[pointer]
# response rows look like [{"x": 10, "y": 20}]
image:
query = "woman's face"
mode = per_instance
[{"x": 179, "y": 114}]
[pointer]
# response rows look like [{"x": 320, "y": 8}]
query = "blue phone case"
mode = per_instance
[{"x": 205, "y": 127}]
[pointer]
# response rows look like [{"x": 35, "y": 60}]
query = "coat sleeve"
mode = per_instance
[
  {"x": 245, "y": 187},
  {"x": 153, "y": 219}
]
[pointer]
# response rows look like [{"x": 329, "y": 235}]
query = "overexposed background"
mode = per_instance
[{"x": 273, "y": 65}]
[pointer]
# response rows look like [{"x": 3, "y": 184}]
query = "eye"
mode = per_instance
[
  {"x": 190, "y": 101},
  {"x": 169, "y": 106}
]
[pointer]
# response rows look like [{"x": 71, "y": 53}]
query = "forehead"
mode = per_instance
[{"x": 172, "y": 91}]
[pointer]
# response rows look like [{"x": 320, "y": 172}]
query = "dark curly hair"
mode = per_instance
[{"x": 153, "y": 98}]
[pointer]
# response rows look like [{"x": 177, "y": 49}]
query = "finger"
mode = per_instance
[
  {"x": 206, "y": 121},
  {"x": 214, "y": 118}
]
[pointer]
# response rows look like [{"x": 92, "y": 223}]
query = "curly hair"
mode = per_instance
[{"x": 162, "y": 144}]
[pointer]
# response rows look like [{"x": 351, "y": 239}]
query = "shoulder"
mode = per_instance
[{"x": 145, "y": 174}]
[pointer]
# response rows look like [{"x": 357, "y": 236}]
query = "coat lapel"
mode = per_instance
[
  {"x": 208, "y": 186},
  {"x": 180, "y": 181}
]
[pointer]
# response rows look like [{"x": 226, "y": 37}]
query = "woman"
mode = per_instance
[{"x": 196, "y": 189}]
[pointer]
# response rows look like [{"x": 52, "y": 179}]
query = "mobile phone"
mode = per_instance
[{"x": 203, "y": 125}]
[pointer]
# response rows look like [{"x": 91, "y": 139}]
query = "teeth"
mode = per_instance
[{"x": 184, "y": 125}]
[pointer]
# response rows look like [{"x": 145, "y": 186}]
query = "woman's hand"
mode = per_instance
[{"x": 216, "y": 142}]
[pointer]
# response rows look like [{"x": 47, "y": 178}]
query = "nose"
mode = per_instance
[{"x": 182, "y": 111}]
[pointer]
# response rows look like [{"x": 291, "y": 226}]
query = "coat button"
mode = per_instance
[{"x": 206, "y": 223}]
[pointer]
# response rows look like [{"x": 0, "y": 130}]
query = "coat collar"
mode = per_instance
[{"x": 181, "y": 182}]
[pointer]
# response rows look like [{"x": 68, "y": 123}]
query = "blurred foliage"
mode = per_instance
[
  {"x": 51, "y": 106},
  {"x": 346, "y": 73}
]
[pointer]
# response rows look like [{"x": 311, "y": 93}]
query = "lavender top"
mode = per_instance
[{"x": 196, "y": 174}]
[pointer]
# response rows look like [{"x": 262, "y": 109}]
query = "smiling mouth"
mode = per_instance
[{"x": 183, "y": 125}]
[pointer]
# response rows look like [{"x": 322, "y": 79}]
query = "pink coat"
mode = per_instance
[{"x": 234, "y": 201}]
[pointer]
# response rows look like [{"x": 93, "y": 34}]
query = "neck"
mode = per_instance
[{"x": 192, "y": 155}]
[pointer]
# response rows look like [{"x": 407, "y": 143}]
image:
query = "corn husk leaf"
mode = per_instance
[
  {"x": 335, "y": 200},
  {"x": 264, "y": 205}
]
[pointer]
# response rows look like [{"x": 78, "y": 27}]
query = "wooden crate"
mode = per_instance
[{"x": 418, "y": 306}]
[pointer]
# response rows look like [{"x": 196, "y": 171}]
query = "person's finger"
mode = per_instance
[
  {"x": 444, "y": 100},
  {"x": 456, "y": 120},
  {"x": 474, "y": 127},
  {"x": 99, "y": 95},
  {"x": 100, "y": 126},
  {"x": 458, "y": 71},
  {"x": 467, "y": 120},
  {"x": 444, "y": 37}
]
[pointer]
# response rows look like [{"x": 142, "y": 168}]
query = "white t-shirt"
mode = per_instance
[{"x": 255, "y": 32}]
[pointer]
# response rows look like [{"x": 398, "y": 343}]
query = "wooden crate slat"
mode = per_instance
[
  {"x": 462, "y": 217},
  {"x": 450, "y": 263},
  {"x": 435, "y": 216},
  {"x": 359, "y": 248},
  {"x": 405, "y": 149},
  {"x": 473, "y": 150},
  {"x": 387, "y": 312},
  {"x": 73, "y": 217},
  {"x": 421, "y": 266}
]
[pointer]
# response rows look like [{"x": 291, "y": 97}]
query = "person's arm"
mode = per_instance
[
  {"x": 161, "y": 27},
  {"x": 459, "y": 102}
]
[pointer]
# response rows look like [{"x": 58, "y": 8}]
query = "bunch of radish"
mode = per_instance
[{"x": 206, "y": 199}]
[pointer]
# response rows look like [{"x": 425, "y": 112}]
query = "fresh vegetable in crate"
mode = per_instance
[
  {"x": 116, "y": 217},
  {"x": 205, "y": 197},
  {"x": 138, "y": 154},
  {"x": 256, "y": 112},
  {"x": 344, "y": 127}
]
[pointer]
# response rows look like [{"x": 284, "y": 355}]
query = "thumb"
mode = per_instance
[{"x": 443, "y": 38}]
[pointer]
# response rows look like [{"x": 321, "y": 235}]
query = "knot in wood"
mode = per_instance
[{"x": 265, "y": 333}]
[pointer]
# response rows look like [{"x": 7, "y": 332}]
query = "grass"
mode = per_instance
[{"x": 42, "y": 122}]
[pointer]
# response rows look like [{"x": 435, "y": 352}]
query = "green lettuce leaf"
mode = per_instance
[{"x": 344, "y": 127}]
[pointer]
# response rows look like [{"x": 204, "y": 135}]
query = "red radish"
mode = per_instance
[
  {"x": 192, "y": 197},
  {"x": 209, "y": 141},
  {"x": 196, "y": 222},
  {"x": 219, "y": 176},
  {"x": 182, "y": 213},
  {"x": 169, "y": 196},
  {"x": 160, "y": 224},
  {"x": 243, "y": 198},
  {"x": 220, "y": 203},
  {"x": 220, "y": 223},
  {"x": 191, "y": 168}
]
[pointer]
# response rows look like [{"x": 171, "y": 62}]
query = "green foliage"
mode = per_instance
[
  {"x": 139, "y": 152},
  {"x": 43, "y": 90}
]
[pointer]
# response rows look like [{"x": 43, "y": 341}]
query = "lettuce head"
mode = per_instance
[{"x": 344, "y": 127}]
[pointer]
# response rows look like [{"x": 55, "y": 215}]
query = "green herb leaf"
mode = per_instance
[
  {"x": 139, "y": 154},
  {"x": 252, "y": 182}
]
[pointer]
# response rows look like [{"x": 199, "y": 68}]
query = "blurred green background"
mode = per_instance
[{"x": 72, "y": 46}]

════════════════════

— Written task —
Please count how many lines of the material above contain the string "leaf", treating uppercase and lowercase as different, and reply with only that number.

— Full solution —
3